**Document excerpt:**
__________
Wednesday, May 02, 2012

Finds among the faults

For all the praise I've given Our Mutual Friend in the past week, there's no denying that some aspects of it are weak. While John Lucas in Charles Dickens: The Major Novels argues convincingly that the flatness of Dickens's caricature of social climbers in the novel is intentional--that "they are his marvellously intelligent and imaginative way of exploring the cost of class consciousness in a society which can conceive of itself no other way"--that's a second-order response, generated by multiple readings and long engagement with the book. Our first acquaintance with the interpolated set-pieces that introduce the mannered, empty voice of society is much more likely to fall in line with this anonymous writer from the Saturday Review of November 11, 1865:
In Our Mutual Friend . . . we find only caricatures, but they are caricatures without either of Mr DIckens's characteristic excellences. They are not very witty or humourous, and we are unable to recognise their truth and purpose. Nothing, for instance, can be more dismal in the way of parody or satire than the episode of the Veneerings and their friends. Where is either the humour or the truth of caricature? The execution is coarse and clumsy, and the whole picture is redolent of ill-temper and fractiousness. This spoils it. A good caricaturist enjoys his work, however angry he may be against the object of it. Mr Dickens, in this case, seems to screech with ill-will and bitterness.
Though it's hard to banish suspicions of political disagreements underlying that review, even as Dickens's analysis of the fundamental emptiness of much society rings true a century and a half later, so does the reviewer's analysis--there is none of the glee of invention here that animates Dickens's best grotesques and villains.
__________
**Items:**

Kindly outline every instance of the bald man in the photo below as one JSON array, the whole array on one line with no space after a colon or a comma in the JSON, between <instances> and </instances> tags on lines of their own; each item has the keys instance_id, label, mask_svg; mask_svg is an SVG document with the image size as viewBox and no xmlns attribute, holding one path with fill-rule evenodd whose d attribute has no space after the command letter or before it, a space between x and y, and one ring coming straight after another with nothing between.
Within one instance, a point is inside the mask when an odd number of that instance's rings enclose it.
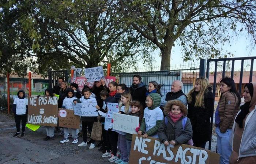
<instances>
[{"instance_id":1,"label":"bald man","mask_svg":"<svg viewBox=\"0 0 256 164\"><path fill-rule=\"evenodd\" d=\"M183 83L179 80L176 80L172 84L171 91L165 94L162 97L160 106L164 106L166 102L174 99L180 100L184 105L188 104L187 96L182 91Z\"/></svg>"}]
</instances>

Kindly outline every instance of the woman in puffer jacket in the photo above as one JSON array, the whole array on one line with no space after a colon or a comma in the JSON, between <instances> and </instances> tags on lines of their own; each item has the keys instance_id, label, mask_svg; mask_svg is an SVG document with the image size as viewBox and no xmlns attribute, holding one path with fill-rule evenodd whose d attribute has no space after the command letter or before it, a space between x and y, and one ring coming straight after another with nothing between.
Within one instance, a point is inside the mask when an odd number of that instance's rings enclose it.
<instances>
[{"instance_id":1,"label":"woman in puffer jacket","mask_svg":"<svg viewBox=\"0 0 256 164\"><path fill-rule=\"evenodd\" d=\"M239 110L241 98L234 80L226 77L220 81L221 94L215 113L217 151L220 164L228 164L232 150L229 140L235 117Z\"/></svg>"},{"instance_id":2,"label":"woman in puffer jacket","mask_svg":"<svg viewBox=\"0 0 256 164\"><path fill-rule=\"evenodd\" d=\"M187 144L192 138L193 132L189 118L182 122L188 114L187 107L179 100L171 100L164 109L166 116L158 129L159 139L166 146Z\"/></svg>"}]
</instances>

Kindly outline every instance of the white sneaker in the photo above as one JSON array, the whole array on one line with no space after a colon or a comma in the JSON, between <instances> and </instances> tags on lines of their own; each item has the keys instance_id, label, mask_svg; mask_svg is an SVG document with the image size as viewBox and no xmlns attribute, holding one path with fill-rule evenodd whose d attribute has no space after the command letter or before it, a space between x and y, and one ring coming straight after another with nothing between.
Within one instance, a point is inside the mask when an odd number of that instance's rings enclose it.
<instances>
[{"instance_id":1,"label":"white sneaker","mask_svg":"<svg viewBox=\"0 0 256 164\"><path fill-rule=\"evenodd\" d=\"M110 157L112 156L111 152L109 152L108 153L106 151L106 153L101 155L101 157Z\"/></svg>"},{"instance_id":2,"label":"white sneaker","mask_svg":"<svg viewBox=\"0 0 256 164\"><path fill-rule=\"evenodd\" d=\"M95 145L94 145L94 144L91 144L91 145L90 145L90 147L89 148L89 149L93 149L95 147Z\"/></svg>"},{"instance_id":3,"label":"white sneaker","mask_svg":"<svg viewBox=\"0 0 256 164\"><path fill-rule=\"evenodd\" d=\"M108 161L109 162L113 162L116 161L117 161L118 159L119 159L118 158L118 157L117 157L117 156L113 156L111 158L109 159Z\"/></svg>"},{"instance_id":4,"label":"white sneaker","mask_svg":"<svg viewBox=\"0 0 256 164\"><path fill-rule=\"evenodd\" d=\"M77 142L78 142L78 139L77 139L77 138L74 138L74 139L73 140L73 142L72 142L72 144L77 144Z\"/></svg>"},{"instance_id":5,"label":"white sneaker","mask_svg":"<svg viewBox=\"0 0 256 164\"><path fill-rule=\"evenodd\" d=\"M69 141L69 140L68 140L68 139L64 138L63 140L62 140L60 141L60 143L61 144L63 144L65 142L67 142Z\"/></svg>"},{"instance_id":6,"label":"white sneaker","mask_svg":"<svg viewBox=\"0 0 256 164\"><path fill-rule=\"evenodd\" d=\"M85 146L87 146L87 143L85 142L84 142L83 141L82 143L81 144L79 144L78 145L79 147L83 147Z\"/></svg>"}]
</instances>

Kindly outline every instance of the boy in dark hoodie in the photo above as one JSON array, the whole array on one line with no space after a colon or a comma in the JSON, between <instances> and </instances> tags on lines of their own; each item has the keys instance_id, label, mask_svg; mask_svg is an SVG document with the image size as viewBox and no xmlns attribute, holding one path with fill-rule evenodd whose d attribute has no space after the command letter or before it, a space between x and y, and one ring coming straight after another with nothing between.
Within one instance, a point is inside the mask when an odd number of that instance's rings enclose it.
<instances>
[{"instance_id":1,"label":"boy in dark hoodie","mask_svg":"<svg viewBox=\"0 0 256 164\"><path fill-rule=\"evenodd\" d=\"M14 137L23 137L24 136L25 127L27 122L27 99L25 98L25 92L23 90L20 90L17 94L18 97L15 98L12 106L12 112L14 114L14 120L16 124L17 132ZM22 126L22 132L20 133L20 120Z\"/></svg>"}]
</instances>

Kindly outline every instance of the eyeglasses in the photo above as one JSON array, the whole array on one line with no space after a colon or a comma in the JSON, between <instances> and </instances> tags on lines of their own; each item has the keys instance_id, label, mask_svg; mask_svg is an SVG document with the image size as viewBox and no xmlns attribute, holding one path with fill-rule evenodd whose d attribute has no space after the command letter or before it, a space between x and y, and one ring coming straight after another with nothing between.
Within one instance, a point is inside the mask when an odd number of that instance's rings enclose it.
<instances>
[{"instance_id":1,"label":"eyeglasses","mask_svg":"<svg viewBox=\"0 0 256 164\"><path fill-rule=\"evenodd\" d=\"M145 102L146 102L146 103L147 103L147 102L151 102L151 101L149 101L148 100L145 100Z\"/></svg>"}]
</instances>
__________
**Written task 1:**
Please list every title of a book or periodical that the blog post about Our Mutual Friend names.
**Written task 2:**
Write the next paragraph of the blog post about Our Mutual Friend, picking up after its final sentence.

**Output 1:**
Our Mutual Friend; Charles Dickens: The Major Novels; the Saturday Review

**Output 2:**
Even so, there are moments of genius, like the introduction of the ready man, Mr. Twemlow:
There was an innocent piece of dinner-furniture that went upon easy castors and was kept over a livery stable-yard in Duke Street, Saint James's, when not in use, to whom the Veneerings were a source of blind confusion. The name of this article was Twemlow. Being first cousin to Lord Snigsworth, he was in frequent requisition, and at many houses might be said to represent the dining-table in its normal state. Mr and Mrs Veneering, for example, arranging a dinner, habitually started with Twemlow, and then put leaves on him, or added guests to him. Sometimes, the table consisted of Twemlow and half a dozen leaves; sometimes, of Twemlow and a dozen leaves; sometimes, Twemlow was pulled out to his utmost extent of twenty leaves.


Another of my favorite parts comes amidst one of the novel's greatest failures, the conversion of Mr. Boffin, who has unexpectedly come into wealth, from a kindly man to a miser. Rather than having us gradually notice the change, Dickens simply has a character announce it--as if he himself has just thought of the possibility. But one of the ways that Boffin expresses his newfound miserliness is so amusing that it redeems the whole character arc: he starts obsessively buying and reading books about historical misers.
Morning after morning they roamed about the town together, pursuing their singular research. Miserly literature not being abundant, the proportion of failures to successes may have been as a hundred to one; still Mr Boffin, never wearied, remained as avaricious for misers as he had been at the first onset.
He hands a bundle of these volumes to one of his assistants, saying,
Don't drop that one under your arm. It's Dancer. Him and his sister made pies of a dead sheep they found when they were about a walking.
He even finds a whole book--a real one, which Dickens himself owned, called Lives and Anecdotes of Misers; or, the Passion of Avarice Displayed. His assistant, Silas, reads from the table of contents:
I should say they must be pretty well all here, sir; here's a large assortment, sir; my eye catches John Overs, sir, John Little, sir, Dick Jarrel, John Elwes, the Reverend Mr Jones of Blewbury, Vulture Hopkins, Daniel Dancer--"

"Give us Dancer, Wegg," said Mr Boffin.

With another stare at his comrade, Silas sought and found the place.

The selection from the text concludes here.